### BRIEF
Output every line below word for word, omitting the pictures.

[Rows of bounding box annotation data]
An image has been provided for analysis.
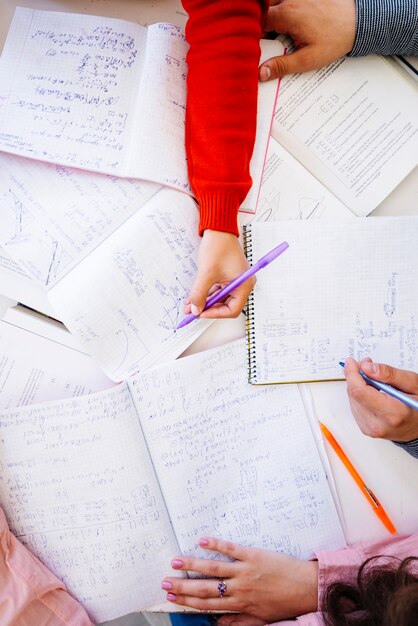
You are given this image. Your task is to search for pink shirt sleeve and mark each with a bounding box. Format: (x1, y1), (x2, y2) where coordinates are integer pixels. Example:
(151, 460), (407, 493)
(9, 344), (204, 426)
(0, 508), (93, 626)
(315, 533), (418, 606)
(271, 533), (418, 626)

### ANSWER
An image has been provided for analysis.
You are given this image. Your task is to search for pink shirt sleeve and mark each with a bounding box. Format: (x1, y1), (x2, y2) where coordinates are integer pixels. Example:
(151, 460), (407, 493)
(9, 344), (204, 426)
(0, 508), (93, 626)
(315, 533), (418, 606)
(271, 533), (418, 626)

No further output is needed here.